>> begin DATA FOR THIS TASK
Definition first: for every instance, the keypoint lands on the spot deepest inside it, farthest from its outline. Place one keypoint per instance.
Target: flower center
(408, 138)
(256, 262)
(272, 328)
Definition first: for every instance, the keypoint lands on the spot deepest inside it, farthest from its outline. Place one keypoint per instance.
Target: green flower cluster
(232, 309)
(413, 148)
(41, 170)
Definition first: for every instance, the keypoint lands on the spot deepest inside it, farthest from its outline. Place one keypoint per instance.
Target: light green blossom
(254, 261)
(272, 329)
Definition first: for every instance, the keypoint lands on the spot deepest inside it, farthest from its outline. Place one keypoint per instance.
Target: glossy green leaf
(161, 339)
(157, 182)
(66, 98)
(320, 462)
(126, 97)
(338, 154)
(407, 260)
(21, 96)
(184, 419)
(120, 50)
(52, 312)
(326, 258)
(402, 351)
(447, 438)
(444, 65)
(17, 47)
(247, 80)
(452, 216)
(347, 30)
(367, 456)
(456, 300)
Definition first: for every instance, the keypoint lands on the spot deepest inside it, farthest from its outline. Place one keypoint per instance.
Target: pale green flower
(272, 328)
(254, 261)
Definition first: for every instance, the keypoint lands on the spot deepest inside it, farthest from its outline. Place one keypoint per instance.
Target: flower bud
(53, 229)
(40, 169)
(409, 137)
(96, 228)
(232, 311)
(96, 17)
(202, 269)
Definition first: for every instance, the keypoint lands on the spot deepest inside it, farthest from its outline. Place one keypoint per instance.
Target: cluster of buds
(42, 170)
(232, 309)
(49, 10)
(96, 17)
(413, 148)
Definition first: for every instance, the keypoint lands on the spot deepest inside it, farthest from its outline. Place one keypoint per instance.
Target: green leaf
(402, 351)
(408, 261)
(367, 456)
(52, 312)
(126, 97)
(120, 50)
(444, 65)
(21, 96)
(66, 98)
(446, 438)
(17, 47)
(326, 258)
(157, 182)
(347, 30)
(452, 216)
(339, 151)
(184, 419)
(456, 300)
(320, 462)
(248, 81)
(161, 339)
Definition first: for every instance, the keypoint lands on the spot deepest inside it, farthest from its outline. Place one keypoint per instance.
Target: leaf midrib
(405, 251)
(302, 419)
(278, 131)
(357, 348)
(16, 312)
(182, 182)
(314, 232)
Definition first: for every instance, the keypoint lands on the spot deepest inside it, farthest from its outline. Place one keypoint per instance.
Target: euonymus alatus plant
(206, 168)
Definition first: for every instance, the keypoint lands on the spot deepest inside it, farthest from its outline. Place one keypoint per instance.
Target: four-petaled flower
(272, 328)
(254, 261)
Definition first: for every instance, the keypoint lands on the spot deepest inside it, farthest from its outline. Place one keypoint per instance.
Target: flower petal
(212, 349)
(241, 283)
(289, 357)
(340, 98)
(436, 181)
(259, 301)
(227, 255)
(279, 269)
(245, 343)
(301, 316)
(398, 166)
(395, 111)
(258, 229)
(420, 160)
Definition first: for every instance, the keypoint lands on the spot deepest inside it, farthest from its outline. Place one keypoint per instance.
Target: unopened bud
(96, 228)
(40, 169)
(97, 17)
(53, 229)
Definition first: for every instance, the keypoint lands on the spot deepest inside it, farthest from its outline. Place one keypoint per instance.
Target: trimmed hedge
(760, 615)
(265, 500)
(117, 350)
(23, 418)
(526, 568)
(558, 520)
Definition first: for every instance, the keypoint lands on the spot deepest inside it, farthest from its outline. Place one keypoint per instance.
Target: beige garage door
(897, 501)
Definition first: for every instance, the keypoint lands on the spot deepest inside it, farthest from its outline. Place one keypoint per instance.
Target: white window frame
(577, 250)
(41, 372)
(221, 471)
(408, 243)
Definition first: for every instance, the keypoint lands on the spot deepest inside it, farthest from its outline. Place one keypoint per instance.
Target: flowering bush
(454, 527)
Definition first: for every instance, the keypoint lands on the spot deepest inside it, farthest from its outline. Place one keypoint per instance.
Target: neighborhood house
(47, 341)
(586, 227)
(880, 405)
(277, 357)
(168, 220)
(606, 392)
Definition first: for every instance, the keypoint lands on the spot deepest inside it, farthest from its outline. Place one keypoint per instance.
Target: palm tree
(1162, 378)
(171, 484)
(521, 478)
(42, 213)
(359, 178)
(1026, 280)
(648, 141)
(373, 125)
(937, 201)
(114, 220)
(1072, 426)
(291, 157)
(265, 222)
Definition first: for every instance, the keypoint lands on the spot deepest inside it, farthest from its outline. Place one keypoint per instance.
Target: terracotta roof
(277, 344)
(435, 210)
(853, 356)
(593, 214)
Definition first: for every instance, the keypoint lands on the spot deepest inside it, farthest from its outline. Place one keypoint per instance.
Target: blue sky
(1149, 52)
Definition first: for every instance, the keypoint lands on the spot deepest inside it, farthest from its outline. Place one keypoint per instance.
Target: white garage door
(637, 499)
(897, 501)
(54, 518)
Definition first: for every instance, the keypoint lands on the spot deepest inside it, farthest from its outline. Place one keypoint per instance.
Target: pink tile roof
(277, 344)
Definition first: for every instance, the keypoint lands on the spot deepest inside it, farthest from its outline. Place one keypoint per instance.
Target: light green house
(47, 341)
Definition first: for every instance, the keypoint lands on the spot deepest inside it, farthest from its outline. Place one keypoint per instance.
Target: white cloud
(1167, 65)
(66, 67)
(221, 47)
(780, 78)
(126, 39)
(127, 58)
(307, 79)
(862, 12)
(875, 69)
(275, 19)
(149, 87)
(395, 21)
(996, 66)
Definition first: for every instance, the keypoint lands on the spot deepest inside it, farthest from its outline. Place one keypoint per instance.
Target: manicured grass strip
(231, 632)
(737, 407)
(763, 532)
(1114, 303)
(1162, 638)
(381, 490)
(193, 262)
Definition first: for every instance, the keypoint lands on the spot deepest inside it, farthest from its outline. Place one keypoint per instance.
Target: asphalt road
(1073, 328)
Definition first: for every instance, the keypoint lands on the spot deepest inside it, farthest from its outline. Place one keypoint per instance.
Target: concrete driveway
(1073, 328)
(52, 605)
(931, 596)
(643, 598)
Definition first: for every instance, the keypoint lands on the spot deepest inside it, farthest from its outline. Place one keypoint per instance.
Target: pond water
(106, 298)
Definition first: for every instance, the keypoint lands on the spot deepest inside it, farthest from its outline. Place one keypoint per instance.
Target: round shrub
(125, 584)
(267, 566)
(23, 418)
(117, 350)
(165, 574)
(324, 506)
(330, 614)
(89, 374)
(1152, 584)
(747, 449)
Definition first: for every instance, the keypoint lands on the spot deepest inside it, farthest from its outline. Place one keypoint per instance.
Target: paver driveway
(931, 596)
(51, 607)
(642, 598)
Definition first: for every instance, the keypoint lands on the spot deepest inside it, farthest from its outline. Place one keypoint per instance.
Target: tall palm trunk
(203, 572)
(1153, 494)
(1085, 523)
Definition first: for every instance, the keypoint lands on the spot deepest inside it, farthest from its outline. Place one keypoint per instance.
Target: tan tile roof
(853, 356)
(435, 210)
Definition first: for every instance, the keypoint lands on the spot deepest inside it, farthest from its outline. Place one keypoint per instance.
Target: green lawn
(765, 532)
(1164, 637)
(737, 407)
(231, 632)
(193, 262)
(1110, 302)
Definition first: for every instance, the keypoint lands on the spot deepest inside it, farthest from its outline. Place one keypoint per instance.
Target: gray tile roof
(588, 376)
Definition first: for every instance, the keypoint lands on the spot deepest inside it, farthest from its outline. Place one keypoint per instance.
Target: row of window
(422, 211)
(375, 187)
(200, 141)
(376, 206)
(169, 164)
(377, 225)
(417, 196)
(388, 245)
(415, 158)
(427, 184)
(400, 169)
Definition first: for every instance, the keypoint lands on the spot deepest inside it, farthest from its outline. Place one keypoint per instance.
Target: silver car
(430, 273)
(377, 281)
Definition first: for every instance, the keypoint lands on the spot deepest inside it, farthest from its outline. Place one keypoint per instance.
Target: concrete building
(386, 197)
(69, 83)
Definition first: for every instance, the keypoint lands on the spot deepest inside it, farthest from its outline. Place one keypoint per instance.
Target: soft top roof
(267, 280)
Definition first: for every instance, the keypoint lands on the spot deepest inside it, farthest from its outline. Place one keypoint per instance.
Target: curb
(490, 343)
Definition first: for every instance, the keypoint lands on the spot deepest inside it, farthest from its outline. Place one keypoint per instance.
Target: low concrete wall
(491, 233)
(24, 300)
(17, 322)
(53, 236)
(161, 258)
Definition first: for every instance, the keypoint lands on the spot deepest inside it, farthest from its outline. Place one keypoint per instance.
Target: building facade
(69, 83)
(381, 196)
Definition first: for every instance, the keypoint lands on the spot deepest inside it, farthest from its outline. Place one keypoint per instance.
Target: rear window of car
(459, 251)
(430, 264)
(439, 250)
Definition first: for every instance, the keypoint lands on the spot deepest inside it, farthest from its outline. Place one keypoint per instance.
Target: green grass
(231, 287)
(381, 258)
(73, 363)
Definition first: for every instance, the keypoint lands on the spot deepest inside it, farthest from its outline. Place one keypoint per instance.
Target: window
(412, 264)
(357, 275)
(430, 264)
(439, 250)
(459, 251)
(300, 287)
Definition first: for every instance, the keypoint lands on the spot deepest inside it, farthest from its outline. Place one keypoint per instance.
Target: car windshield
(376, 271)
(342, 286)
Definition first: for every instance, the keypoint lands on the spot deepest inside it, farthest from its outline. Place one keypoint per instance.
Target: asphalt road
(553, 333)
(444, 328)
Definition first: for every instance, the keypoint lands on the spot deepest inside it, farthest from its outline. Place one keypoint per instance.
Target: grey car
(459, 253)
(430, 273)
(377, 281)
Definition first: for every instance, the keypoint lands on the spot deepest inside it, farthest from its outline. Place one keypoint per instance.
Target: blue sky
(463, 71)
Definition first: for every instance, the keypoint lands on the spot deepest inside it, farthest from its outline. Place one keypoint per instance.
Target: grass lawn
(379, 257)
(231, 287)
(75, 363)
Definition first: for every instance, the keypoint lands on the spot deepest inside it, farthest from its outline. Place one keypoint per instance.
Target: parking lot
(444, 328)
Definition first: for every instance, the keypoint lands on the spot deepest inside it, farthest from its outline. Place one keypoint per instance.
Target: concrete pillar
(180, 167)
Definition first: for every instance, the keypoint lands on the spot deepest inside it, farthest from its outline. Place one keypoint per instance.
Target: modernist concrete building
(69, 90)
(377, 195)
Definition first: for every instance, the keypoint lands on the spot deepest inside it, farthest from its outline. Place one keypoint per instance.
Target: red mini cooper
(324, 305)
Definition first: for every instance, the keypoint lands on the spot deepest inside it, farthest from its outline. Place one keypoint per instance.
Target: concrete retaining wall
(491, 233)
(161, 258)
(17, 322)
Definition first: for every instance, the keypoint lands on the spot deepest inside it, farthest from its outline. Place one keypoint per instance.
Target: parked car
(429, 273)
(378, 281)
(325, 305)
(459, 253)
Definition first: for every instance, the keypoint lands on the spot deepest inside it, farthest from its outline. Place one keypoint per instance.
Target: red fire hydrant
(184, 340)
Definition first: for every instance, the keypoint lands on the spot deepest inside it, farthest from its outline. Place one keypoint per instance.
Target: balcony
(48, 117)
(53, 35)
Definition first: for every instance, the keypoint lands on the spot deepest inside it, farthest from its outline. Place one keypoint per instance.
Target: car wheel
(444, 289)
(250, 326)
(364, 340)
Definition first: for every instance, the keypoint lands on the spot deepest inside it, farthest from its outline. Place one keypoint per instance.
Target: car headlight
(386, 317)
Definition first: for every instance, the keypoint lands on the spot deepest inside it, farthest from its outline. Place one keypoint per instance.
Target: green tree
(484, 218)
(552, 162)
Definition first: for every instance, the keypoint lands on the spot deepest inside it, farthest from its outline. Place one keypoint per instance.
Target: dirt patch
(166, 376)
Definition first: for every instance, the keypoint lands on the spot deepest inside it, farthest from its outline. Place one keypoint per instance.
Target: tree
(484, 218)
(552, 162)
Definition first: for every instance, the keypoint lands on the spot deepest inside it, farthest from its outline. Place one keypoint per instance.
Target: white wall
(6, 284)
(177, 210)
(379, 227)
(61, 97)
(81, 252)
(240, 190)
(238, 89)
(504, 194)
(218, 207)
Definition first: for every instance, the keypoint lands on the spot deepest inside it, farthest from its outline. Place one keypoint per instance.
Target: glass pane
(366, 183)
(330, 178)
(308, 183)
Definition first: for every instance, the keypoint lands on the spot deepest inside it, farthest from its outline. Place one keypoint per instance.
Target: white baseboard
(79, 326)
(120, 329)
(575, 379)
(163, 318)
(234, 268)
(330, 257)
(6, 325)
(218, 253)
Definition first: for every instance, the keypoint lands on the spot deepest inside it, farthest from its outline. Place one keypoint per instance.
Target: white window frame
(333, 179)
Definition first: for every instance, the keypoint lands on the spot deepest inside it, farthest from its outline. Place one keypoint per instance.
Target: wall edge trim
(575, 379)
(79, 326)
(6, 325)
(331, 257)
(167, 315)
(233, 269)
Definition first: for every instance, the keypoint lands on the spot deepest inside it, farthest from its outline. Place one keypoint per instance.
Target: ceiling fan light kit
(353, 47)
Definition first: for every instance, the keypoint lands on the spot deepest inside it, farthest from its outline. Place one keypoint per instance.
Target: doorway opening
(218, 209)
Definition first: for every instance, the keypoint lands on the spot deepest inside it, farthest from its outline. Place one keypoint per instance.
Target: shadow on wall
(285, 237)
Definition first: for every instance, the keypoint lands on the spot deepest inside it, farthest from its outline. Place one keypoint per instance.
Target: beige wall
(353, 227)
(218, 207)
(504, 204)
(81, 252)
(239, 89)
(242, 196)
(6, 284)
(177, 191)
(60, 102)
>> end DATA FOR THIS TASK
From the material, pick out each line that contains the word "driveway".

◆ RESULT OF THIS EXERCISE:
Target: concrete driveway
Target: paver driveway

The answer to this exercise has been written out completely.